Work required.
Can you gather every line in the entries below that contains the string "door", copying each such line in full? Case counts.

Dataset rows.
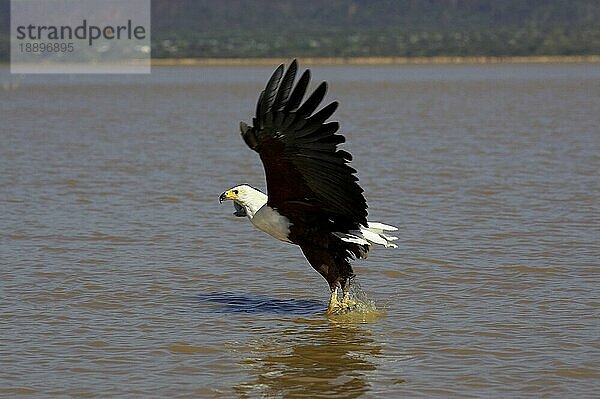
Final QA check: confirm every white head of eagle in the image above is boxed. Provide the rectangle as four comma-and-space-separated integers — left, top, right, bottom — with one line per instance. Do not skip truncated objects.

--

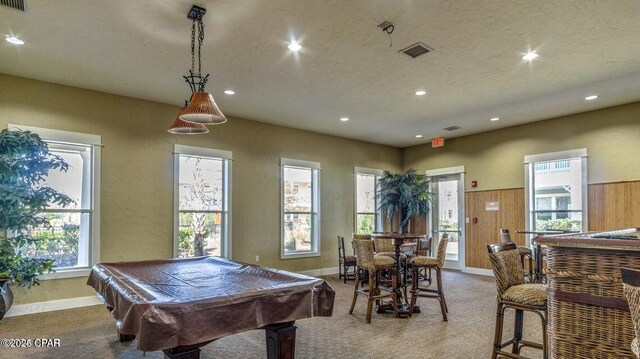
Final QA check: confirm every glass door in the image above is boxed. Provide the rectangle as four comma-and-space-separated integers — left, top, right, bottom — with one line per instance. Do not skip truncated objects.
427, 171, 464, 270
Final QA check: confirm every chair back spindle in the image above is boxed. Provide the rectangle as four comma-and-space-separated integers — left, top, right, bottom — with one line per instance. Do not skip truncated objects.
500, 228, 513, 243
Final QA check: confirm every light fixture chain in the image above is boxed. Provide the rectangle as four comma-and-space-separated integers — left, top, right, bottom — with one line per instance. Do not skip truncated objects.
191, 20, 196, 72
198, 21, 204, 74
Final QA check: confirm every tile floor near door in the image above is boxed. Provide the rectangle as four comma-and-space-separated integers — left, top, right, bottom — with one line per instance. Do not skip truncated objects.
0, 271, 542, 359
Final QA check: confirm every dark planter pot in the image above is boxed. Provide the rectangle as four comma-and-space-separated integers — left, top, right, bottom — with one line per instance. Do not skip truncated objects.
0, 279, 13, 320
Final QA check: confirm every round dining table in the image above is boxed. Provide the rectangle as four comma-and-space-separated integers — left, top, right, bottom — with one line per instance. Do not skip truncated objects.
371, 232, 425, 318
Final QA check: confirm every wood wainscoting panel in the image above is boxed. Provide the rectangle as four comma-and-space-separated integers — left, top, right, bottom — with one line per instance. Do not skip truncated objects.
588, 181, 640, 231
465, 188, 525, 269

The solution.
Final QA check: confirm every glass door in the image above is boxed. Provide the rectangle as four comma-and-space-separated integers — left, top, right, bottom — with one line per instance. Do not skip truncated objects.
Final QA check: confirm every tile floor near door in the image above is boxed. Provide the rectangle as four comma-and-space-separated integers — left, top, right, bottom — with one line per instance. Do not skip truncated objects.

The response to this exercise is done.